◆ Stated problem: Copy out each of the lines below without changing anything.

◆ Given records:
^^^^^^^^^^^^^^^^
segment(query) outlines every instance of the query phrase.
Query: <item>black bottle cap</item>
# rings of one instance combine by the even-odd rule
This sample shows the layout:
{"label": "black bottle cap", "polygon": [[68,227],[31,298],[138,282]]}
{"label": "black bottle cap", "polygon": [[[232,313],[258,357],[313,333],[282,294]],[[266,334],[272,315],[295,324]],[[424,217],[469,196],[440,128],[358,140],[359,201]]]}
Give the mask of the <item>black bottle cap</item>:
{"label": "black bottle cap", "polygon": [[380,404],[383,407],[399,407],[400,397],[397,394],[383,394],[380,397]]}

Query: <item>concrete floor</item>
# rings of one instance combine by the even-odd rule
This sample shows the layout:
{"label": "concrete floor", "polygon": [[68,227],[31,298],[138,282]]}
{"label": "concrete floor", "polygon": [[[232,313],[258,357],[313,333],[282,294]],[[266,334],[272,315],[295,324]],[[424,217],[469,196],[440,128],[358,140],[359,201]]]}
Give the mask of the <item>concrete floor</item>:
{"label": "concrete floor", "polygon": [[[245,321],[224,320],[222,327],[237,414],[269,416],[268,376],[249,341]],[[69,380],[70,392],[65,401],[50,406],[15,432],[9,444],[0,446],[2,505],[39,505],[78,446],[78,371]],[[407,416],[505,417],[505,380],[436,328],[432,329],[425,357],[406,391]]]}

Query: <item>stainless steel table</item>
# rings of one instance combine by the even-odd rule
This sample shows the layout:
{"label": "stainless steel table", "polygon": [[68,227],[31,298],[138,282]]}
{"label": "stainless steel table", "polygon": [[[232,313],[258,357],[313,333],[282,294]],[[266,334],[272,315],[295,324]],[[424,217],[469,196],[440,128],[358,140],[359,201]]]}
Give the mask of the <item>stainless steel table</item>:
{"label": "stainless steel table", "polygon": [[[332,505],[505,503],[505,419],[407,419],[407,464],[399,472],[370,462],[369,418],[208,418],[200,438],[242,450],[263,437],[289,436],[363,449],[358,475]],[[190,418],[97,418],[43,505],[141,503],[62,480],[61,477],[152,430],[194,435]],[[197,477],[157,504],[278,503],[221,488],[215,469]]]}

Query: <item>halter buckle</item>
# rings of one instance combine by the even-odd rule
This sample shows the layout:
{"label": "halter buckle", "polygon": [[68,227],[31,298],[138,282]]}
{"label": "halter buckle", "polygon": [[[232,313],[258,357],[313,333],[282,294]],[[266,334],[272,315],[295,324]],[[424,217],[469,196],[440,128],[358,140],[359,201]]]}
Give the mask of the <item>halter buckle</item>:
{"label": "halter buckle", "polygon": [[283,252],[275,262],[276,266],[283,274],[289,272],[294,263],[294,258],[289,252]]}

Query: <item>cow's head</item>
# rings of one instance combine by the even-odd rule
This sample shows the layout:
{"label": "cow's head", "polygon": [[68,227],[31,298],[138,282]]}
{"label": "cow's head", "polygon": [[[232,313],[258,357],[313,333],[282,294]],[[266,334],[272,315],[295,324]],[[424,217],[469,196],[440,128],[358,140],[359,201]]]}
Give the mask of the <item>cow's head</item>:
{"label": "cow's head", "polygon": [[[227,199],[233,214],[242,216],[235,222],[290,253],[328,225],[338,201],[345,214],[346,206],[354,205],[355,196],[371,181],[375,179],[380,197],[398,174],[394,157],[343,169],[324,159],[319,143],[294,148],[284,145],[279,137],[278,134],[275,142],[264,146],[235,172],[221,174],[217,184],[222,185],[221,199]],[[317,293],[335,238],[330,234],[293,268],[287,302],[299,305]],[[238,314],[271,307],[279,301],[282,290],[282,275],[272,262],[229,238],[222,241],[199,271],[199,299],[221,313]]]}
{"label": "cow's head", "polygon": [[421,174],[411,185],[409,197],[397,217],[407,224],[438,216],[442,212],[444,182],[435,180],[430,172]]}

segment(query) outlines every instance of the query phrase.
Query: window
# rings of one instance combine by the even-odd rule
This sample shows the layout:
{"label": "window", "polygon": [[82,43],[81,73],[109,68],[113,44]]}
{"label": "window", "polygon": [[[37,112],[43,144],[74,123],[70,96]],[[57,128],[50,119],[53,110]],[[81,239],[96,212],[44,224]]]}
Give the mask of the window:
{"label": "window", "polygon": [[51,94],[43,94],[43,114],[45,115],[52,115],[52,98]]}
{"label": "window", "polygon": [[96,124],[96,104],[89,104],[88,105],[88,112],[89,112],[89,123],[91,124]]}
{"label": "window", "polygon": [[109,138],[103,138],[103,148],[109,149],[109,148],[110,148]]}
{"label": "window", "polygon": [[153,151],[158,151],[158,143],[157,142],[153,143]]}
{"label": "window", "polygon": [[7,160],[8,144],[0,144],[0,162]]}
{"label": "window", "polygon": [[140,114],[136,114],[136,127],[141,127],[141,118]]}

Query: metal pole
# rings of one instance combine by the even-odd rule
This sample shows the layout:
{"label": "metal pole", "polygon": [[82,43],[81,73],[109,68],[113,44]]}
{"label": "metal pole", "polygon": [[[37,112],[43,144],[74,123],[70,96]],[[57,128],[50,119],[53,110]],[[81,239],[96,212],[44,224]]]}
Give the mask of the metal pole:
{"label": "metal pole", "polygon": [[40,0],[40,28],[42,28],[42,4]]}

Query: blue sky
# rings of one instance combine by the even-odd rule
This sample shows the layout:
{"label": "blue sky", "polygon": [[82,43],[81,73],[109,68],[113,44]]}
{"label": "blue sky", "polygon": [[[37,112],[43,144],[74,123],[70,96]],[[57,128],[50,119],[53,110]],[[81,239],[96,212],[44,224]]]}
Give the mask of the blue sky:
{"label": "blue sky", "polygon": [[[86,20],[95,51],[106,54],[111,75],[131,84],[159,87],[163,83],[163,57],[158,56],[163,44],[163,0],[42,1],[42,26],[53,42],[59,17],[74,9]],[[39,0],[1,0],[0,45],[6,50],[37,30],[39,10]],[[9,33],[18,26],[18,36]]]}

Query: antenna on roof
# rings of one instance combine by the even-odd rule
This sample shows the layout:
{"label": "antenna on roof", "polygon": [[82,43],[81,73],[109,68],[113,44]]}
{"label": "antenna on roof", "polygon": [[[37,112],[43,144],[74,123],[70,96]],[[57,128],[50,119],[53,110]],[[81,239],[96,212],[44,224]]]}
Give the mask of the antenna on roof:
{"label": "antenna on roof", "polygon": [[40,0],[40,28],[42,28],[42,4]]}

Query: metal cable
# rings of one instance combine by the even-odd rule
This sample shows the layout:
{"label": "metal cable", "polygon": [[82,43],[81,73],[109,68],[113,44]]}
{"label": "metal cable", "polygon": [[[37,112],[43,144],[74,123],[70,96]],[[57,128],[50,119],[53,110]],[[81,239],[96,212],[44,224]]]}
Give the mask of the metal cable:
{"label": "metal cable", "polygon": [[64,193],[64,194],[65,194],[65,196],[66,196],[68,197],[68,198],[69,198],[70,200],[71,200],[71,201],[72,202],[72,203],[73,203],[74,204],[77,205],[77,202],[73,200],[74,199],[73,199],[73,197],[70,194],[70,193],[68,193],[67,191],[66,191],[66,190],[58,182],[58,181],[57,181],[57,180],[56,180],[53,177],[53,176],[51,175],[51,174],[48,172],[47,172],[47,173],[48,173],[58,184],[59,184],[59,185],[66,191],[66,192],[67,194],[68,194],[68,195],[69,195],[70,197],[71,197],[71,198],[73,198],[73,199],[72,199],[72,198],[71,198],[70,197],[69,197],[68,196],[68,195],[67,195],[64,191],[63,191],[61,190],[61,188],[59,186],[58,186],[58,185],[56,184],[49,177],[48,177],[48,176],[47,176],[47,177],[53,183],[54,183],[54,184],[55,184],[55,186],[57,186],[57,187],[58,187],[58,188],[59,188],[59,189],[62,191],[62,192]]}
^^^^^^^^^^^^^^^^
◆ Response:
segment(query) outlines every instance of the query phrase.
Query: <item>black bottle cap</item>
# rings of one instance combine by the even-odd rule
This sample shows the layout:
{"label": "black bottle cap", "polygon": [[68,227],[31,298],[138,282]]}
{"label": "black bottle cap", "polygon": [[[232,313],[258,357],[313,333],[282,294]],[[266,334],[272,315],[295,324]],[[424,217],[469,196],[440,128],[358,140],[359,201]]]}
Give the mask of the <item>black bottle cap</item>:
{"label": "black bottle cap", "polygon": [[380,404],[383,407],[399,407],[400,397],[397,394],[383,394],[380,397]]}

Query: <item>concrete floor</item>
# rings of one instance combine by the even-odd rule
This sample shows the layout:
{"label": "concrete floor", "polygon": [[68,227],[31,298],[138,282]]}
{"label": "concrete floor", "polygon": [[[232,313],[258,357],[313,333],[282,294]],[[266,334],[272,315],[295,324]],[[424,217],[469,196],[440,128],[358,140],[359,201]]]}
Give the mask of the <item>concrete floor</item>:
{"label": "concrete floor", "polygon": [[[245,321],[224,320],[222,327],[237,414],[269,416],[268,376],[249,341]],[[69,380],[70,392],[65,401],[50,406],[15,432],[9,444],[0,446],[2,505],[39,505],[78,446],[78,371]],[[407,416],[505,417],[505,380],[436,328],[432,329],[425,357],[406,391]]]}

Query: <item>stainless steel table</item>
# rings of one instance combine by the even-odd rule
This sample shows the layout:
{"label": "stainless steel table", "polygon": [[68,227],[31,298],[138,282]]}
{"label": "stainless steel table", "polygon": [[[232,313],[258,357],[313,333],[282,294]],[[266,334],[272,315],[295,324]],[[424,217],[469,196],[440,128],[358,140],[359,201]]]}
Give the mask of the <item>stainless steel table</item>:
{"label": "stainless steel table", "polygon": [[[332,505],[505,503],[505,419],[407,419],[407,464],[399,472],[370,462],[369,418],[208,418],[200,438],[242,450],[263,437],[289,436],[363,449],[358,475]],[[190,418],[97,418],[43,505],[141,503],[62,480],[61,477],[152,430],[194,435]],[[197,477],[157,504],[278,503],[221,488],[215,469]]]}

Query: <item>halter buckle</item>
# rings of one instance combine by the even-odd rule
This sample shows the layout:
{"label": "halter buckle", "polygon": [[68,227],[31,298],[138,282]]}
{"label": "halter buckle", "polygon": [[[232,313],[258,357],[313,333],[282,294]],[[266,334],[272,315],[295,324]],[[424,217],[469,196],[440,128],[358,140],[359,201]]]}
Give the mask of the <item>halter buckle</item>:
{"label": "halter buckle", "polygon": [[283,252],[275,262],[276,266],[283,274],[289,272],[294,263],[294,258],[289,252]]}

Query: <item>cow's head</item>
# rings of one instance combine by the even-odd rule
This sample shows the layout:
{"label": "cow's head", "polygon": [[68,227],[31,298],[138,282]]}
{"label": "cow's head", "polygon": [[[232,313],[258,357],[313,333],[282,294]],[[266,334],[272,315],[295,324]],[[424,217],[469,196],[440,128],[358,140],[359,201]]]}
Give the mask of the <item>cow's head</item>:
{"label": "cow's head", "polygon": [[[227,199],[233,214],[242,216],[235,222],[290,253],[328,225],[338,201],[345,214],[346,206],[354,205],[355,196],[371,181],[375,179],[380,197],[398,174],[394,157],[343,169],[324,159],[319,143],[294,148],[284,145],[279,137],[278,134],[275,142],[264,146],[235,172],[221,174],[217,184],[222,185],[221,199]],[[317,293],[335,238],[330,234],[293,268],[287,302],[299,305]],[[238,314],[271,307],[279,301],[282,290],[282,275],[272,262],[229,238],[222,241],[199,271],[199,299],[221,313]]]}
{"label": "cow's head", "polygon": [[421,174],[411,185],[409,197],[397,217],[407,224],[438,216],[442,212],[444,182],[435,180],[430,172]]}

segment(query) outlines every instance of the query phrase.
Query: window
# rings of one instance combine by the even-odd rule
This sample shows the layout:
{"label": "window", "polygon": [[82,43],[81,73],[109,68],[113,44]]}
{"label": "window", "polygon": [[[37,112],[43,144],[74,123],[70,96]],[[57,128],[50,119],[53,110]],[[81,239],[96,212],[44,224]]]}
Give the mask of the window:
{"label": "window", "polygon": [[51,94],[43,94],[43,114],[45,115],[52,115],[52,98]]}
{"label": "window", "polygon": [[96,124],[96,104],[89,104],[88,105],[88,112],[89,112],[89,123],[91,124]]}
{"label": "window", "polygon": [[109,138],[103,138],[103,148],[109,149],[109,148],[110,148]]}
{"label": "window", "polygon": [[153,151],[158,151],[158,143],[157,142],[153,143]]}
{"label": "window", "polygon": [[7,160],[8,144],[0,144],[0,162]]}
{"label": "window", "polygon": [[140,114],[136,114],[136,127],[141,127],[141,118]]}

Query: metal pole
# rings of one instance combine by the even-odd rule
This sample shows the layout:
{"label": "metal pole", "polygon": [[82,43],[81,73],[109,68],[113,44]]}
{"label": "metal pole", "polygon": [[[37,112],[43,144],[74,123],[70,96]],[[57,128],[50,119],[53,110]],[[81,239],[96,212],[44,224]]]}
Give the mask of the metal pole:
{"label": "metal pole", "polygon": [[40,0],[40,28],[42,28],[42,4]]}

Query: blue sky
# rings of one instance combine by the even-odd rule
This sample shows the layout:
{"label": "blue sky", "polygon": [[82,43],[81,73],[109,68],[113,44]]}
{"label": "blue sky", "polygon": [[[37,112],[43,144],[74,123],[70,96]],[[57,128],[50,119],[53,110]],[[81,239],[96,212],[44,224]]]}
Give the mask of the blue sky:
{"label": "blue sky", "polygon": [[[86,20],[95,51],[106,54],[111,75],[131,84],[159,87],[163,83],[163,57],[158,56],[163,44],[163,0],[42,1],[42,26],[53,42],[59,17],[74,9]],[[39,0],[1,0],[0,45],[6,50],[37,30],[39,10]],[[9,33],[18,26],[18,36]]]}

Query: antenna on roof
# rings of one instance combine by the even-odd rule
This sample shows the layout:
{"label": "antenna on roof", "polygon": [[82,43],[81,73],[109,68],[113,44]]}
{"label": "antenna on roof", "polygon": [[[37,112],[43,144],[74,123],[70,96]],[[57,128],[50,119],[53,110]],[[81,239],[96,212],[44,224]]]}
Give the mask of the antenna on roof:
{"label": "antenna on roof", "polygon": [[40,0],[40,28],[42,28],[42,4]]}

Query: metal cable
# rings of one instance combine by the even-odd rule
This sample shows the layout:
{"label": "metal cable", "polygon": [[82,43],[81,73],[109,68],[113,44]]}
{"label": "metal cable", "polygon": [[[37,112],[43,144],[74,123],[70,96]],[[57,128],[50,119],[53,110]],[[81,239],[96,212],[44,224]]]}
Give the mask of the metal cable:
{"label": "metal cable", "polygon": [[64,193],[64,194],[65,194],[65,196],[66,196],[68,197],[68,198],[69,198],[70,200],[71,200],[71,201],[72,202],[72,203],[73,203],[74,204],[77,205],[77,202],[73,200],[74,199],[73,199],[73,197],[70,194],[70,193],[68,193],[67,191],[66,191],[66,190],[58,182],[58,181],[57,181],[57,180],[56,180],[53,177],[53,176],[51,175],[51,174],[48,172],[47,172],[47,173],[48,173],[58,184],[59,184],[59,185],[66,191],[66,192],[67,194],[68,194],[68,195],[69,195],[70,197],[71,197],[71,198],[73,198],[73,199],[72,199],[72,198],[71,198],[70,197],[69,197],[68,196],[68,195],[67,195],[64,191],[63,191],[61,190],[61,188],[59,186],[58,186],[58,185],[56,184],[49,177],[48,177],[48,176],[47,176],[47,177],[53,183],[54,183],[54,184],[55,184],[55,186],[57,186],[57,187],[58,187],[58,188],[59,188],[59,189],[62,191],[62,192]]}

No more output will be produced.